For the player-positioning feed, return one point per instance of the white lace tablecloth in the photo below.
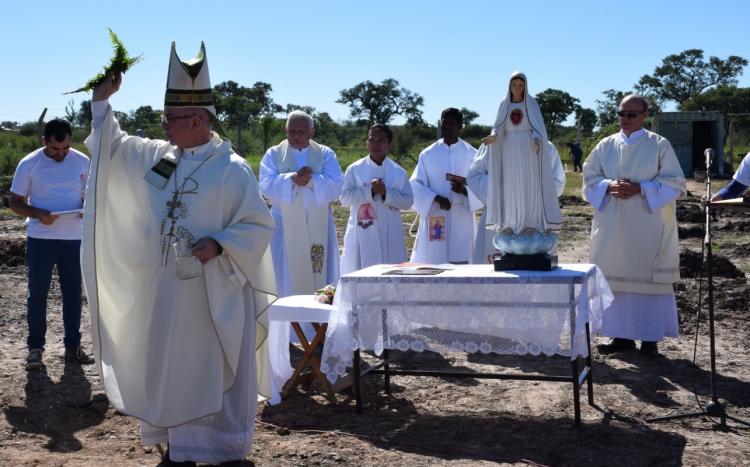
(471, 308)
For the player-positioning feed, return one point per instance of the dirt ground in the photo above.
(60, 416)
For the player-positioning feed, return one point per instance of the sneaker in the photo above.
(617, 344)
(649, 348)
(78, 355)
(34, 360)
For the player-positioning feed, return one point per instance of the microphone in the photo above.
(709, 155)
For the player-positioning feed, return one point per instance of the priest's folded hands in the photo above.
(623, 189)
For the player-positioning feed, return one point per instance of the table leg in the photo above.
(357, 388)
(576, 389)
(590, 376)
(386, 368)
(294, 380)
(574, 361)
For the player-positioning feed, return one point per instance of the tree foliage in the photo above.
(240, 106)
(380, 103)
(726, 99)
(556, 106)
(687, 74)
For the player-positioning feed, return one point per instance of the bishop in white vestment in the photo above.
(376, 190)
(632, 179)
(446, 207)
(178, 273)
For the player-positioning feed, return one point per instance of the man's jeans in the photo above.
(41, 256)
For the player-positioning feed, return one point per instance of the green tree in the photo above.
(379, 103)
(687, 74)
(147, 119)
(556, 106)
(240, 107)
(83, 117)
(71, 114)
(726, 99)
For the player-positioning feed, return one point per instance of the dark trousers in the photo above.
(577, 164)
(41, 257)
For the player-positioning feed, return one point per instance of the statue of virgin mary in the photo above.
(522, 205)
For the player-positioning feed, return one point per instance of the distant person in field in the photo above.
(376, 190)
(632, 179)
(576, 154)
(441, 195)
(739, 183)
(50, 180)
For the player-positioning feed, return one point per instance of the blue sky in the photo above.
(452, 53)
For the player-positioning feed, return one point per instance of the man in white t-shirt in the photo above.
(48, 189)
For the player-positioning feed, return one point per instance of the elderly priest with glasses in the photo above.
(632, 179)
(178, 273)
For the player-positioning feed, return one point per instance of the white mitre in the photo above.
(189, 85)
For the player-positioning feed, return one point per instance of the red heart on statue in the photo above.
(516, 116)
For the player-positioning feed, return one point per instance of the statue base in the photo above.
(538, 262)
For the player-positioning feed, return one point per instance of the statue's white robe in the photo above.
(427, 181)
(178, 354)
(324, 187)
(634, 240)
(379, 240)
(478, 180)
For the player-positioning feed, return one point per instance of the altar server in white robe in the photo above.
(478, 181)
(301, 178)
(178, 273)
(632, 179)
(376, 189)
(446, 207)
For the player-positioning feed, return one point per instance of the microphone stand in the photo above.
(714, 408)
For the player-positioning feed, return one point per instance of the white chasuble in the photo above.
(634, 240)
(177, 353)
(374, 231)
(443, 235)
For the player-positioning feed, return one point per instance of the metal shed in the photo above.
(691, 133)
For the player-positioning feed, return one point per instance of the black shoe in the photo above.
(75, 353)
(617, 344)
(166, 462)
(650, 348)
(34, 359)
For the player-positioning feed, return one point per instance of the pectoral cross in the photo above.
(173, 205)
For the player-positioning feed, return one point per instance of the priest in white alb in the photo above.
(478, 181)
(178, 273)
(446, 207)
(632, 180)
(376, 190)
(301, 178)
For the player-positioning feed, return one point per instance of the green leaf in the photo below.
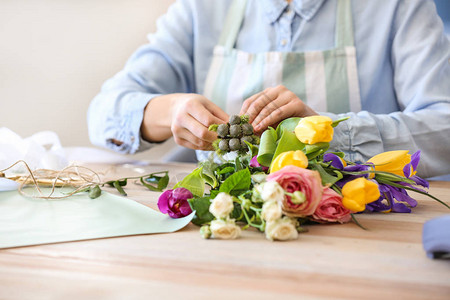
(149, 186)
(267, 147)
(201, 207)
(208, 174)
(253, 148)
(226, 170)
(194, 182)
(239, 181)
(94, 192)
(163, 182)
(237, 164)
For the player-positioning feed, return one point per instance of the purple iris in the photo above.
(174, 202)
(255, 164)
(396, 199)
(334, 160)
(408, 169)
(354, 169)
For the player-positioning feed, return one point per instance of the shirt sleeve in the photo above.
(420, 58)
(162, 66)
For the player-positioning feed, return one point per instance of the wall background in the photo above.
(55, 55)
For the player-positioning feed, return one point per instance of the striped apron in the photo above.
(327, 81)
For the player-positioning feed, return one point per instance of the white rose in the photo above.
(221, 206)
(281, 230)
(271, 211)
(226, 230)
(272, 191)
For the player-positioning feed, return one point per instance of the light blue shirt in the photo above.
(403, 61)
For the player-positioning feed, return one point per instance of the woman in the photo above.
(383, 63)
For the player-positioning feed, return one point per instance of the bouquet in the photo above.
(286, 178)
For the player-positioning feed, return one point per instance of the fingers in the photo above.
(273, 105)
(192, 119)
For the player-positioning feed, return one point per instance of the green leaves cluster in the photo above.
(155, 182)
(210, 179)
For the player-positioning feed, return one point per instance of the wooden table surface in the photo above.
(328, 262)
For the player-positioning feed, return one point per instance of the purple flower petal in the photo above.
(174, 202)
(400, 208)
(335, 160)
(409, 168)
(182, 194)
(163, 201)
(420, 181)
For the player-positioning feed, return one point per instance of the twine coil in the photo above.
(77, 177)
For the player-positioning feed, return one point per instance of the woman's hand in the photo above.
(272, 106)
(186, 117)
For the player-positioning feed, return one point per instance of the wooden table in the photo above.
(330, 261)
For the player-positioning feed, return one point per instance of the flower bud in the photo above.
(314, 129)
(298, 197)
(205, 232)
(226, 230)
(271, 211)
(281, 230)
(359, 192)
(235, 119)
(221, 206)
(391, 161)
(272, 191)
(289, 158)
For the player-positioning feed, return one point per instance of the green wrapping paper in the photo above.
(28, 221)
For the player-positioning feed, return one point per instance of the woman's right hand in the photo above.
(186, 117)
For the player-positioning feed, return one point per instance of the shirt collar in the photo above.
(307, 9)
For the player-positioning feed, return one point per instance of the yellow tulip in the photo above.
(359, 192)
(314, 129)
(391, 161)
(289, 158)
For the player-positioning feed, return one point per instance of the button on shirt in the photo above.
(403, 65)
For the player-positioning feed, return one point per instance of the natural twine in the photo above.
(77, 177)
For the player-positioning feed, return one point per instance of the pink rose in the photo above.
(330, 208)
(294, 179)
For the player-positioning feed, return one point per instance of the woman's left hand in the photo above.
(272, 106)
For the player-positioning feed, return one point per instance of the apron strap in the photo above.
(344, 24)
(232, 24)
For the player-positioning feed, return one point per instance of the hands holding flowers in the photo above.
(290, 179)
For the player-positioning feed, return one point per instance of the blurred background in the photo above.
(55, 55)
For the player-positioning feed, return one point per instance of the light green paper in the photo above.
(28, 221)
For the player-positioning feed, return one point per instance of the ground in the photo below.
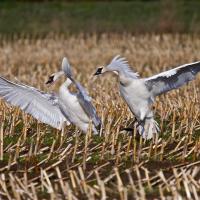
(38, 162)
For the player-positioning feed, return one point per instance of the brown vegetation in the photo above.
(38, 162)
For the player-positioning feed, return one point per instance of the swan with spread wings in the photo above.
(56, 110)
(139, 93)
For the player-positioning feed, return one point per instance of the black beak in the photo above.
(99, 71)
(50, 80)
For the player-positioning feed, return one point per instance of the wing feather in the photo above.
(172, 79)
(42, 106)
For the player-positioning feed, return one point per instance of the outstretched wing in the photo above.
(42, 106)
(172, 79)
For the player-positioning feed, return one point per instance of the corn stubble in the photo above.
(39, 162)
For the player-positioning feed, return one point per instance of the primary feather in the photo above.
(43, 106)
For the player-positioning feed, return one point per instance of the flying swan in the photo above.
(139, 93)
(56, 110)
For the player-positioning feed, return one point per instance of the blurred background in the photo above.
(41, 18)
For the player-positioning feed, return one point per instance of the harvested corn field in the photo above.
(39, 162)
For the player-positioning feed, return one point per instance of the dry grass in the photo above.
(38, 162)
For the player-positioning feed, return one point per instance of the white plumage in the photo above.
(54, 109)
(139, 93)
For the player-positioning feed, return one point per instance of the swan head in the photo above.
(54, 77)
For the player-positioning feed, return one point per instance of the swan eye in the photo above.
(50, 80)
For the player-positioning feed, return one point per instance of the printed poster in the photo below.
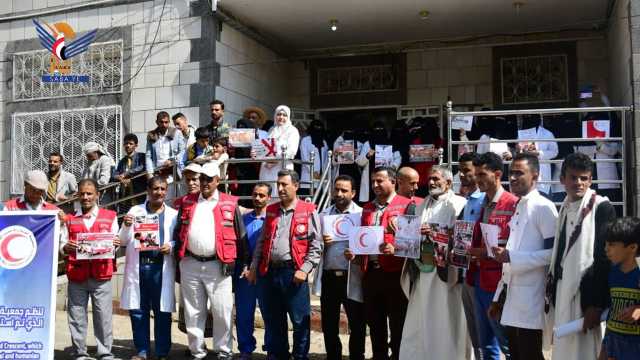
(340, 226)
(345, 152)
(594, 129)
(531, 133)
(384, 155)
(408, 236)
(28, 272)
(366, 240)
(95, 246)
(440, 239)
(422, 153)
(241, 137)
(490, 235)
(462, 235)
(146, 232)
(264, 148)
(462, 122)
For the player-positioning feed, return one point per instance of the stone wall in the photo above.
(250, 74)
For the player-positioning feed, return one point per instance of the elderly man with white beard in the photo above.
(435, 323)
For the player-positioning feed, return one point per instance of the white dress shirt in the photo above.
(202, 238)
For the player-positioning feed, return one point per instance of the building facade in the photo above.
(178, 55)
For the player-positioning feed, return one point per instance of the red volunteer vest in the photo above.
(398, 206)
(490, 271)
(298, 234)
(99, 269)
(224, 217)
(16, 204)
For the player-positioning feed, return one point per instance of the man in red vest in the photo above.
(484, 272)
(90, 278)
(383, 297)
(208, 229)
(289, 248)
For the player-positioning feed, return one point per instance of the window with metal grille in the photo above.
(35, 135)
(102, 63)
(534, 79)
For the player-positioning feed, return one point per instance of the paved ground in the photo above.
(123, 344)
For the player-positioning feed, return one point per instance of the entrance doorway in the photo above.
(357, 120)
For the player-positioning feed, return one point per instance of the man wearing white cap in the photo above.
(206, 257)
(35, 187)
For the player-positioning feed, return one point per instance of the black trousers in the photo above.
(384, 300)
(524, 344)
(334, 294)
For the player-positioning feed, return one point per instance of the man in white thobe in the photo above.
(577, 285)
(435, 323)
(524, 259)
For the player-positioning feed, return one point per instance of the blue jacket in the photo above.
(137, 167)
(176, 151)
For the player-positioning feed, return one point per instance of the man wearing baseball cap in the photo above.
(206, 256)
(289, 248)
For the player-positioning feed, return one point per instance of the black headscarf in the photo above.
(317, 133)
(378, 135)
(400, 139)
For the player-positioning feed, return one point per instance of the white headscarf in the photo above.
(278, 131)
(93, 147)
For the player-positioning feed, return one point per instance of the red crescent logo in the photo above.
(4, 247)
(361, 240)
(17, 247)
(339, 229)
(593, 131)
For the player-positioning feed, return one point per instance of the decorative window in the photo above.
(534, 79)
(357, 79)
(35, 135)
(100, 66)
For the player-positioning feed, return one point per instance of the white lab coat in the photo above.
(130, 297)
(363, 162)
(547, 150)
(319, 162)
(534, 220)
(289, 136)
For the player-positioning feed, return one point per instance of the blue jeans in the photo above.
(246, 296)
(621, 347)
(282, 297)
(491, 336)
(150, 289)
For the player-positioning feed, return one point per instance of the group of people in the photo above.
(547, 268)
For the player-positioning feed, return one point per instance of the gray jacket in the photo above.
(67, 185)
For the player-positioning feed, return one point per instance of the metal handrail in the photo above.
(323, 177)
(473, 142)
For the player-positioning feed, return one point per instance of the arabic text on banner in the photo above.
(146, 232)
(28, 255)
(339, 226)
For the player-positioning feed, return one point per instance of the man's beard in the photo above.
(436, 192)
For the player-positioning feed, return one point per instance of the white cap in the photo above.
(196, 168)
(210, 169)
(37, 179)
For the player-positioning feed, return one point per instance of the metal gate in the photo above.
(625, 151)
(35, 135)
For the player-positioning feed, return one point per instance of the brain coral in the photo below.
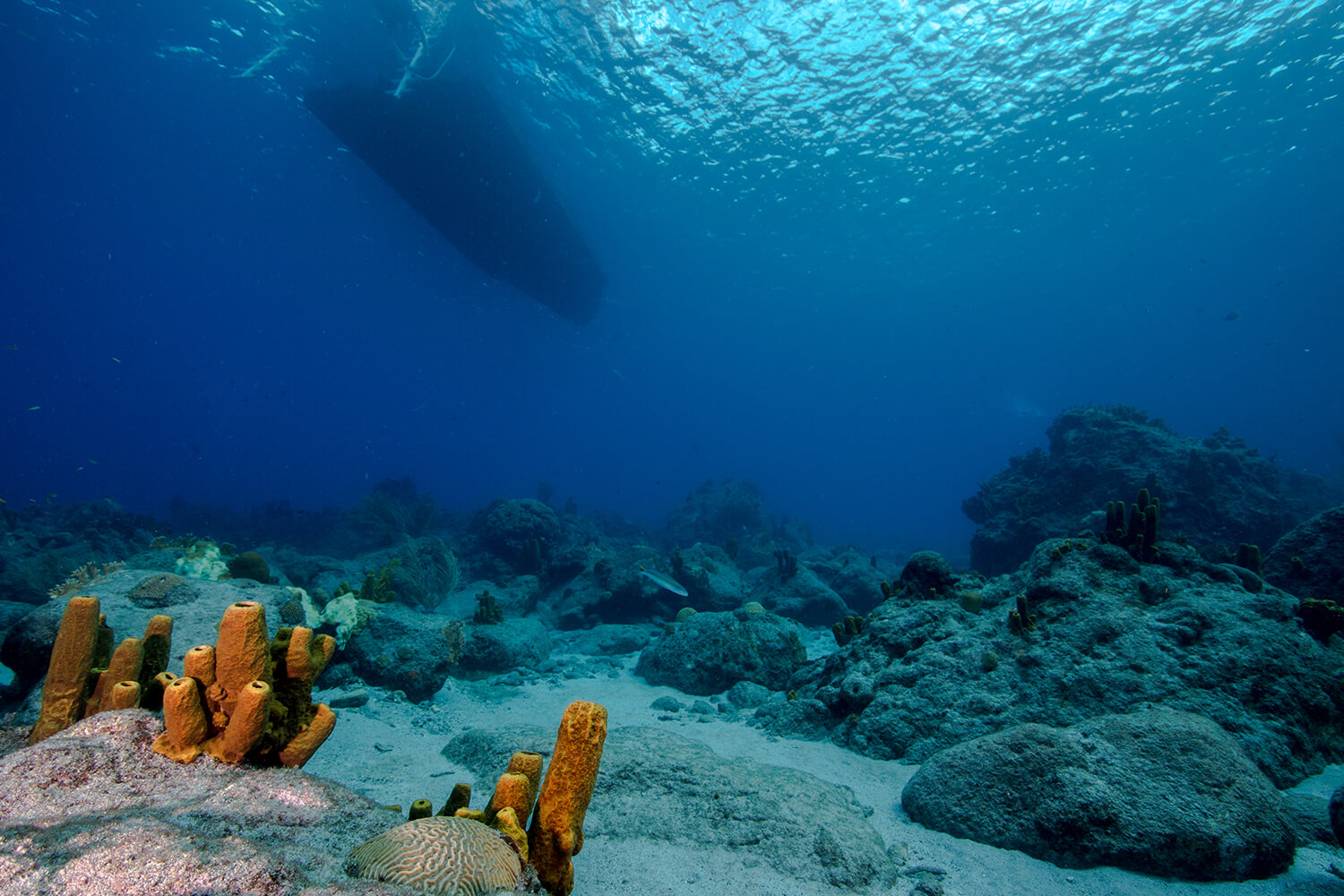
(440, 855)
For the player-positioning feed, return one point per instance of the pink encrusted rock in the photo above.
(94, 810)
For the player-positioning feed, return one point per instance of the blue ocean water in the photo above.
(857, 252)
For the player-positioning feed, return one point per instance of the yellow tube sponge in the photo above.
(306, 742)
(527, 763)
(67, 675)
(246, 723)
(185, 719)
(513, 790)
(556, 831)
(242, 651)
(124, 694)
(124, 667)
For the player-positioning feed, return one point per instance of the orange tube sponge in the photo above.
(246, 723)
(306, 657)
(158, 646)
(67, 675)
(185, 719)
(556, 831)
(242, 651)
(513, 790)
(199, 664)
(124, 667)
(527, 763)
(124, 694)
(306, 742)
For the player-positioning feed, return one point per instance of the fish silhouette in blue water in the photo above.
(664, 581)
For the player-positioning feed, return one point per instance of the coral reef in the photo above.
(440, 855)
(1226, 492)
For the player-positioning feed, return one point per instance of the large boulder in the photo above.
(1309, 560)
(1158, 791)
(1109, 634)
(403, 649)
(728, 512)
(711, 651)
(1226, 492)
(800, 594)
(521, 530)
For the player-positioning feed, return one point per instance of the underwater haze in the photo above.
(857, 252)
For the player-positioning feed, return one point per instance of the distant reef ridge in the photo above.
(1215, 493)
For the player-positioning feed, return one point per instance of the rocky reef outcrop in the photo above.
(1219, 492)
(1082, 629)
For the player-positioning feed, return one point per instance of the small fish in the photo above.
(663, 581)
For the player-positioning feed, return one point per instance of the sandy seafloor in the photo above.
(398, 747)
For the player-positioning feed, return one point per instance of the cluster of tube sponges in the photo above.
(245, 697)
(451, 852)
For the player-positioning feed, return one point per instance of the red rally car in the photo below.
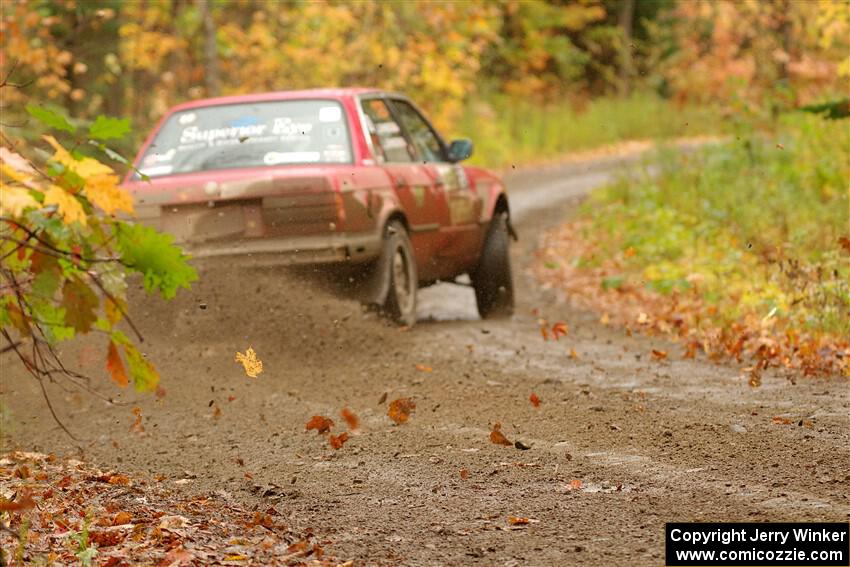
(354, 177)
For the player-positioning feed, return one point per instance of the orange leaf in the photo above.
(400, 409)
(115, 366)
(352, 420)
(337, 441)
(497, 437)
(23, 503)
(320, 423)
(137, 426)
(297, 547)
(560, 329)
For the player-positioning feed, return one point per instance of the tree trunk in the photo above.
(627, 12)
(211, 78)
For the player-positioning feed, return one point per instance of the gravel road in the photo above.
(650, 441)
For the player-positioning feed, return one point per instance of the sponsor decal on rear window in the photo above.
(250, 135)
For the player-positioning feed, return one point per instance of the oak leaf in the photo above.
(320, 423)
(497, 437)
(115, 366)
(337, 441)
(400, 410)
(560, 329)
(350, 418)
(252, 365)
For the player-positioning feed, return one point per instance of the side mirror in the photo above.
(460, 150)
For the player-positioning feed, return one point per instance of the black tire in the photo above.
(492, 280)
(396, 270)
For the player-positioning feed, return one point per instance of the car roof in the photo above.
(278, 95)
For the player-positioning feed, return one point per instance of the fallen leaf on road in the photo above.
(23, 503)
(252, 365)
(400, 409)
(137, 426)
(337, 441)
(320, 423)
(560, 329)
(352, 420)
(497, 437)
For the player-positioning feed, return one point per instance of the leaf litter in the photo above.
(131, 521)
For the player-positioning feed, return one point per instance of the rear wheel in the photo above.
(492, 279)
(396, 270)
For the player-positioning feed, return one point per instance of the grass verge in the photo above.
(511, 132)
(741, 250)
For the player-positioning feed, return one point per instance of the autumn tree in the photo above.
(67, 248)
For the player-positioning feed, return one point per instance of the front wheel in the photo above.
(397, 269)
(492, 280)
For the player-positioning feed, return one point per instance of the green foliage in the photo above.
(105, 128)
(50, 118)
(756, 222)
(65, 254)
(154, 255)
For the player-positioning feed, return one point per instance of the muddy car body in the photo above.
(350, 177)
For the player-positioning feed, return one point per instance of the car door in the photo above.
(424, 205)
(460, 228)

TASK DETAILS:
From the line containing "mirror in the photo above." through the final line of the listing above, retype every line exactly; leave out everything else.

EXERCISE OUTPUT:
For the player-positioning feed, return one point per instance of the side mirror in the photo above.
(460, 150)
For the player-positioning feed, return one point per instance of the black tire in the photo above.
(492, 280)
(396, 270)
For the player-positioning feed, return one point per instance of the car roof in the photo above.
(278, 95)
For the player-positioning feed, return one point per instance of the fallen leaf on road in the photo above.
(23, 503)
(252, 365)
(400, 409)
(137, 426)
(337, 441)
(320, 423)
(560, 329)
(352, 420)
(497, 437)
For the player-positioning feed, return one point per instance of the leaf litter in the photo above.
(131, 521)
For the player-positioning feed, return one point per instance of the rear wheel in the photo above.
(492, 279)
(396, 270)
For the player-positioning feed, return one point per instance of the grass verge in the photo above.
(511, 132)
(741, 250)
For the player-positioning feed, return one point per instance of the autumn tree in the photo above.
(67, 248)
For the player-positioning feed, return one point per instance of the front wheel in the photo above.
(397, 269)
(492, 280)
For the player-positioning feed, return one point per instance of the green foliage in the photo above.
(105, 128)
(50, 118)
(756, 222)
(65, 254)
(154, 255)
For the player-positioning feed, return one point per instance of the muddy car body in the photo above.
(350, 177)
For the player-positioning feed, return one point per instance of the car door in the photo above.
(424, 205)
(460, 228)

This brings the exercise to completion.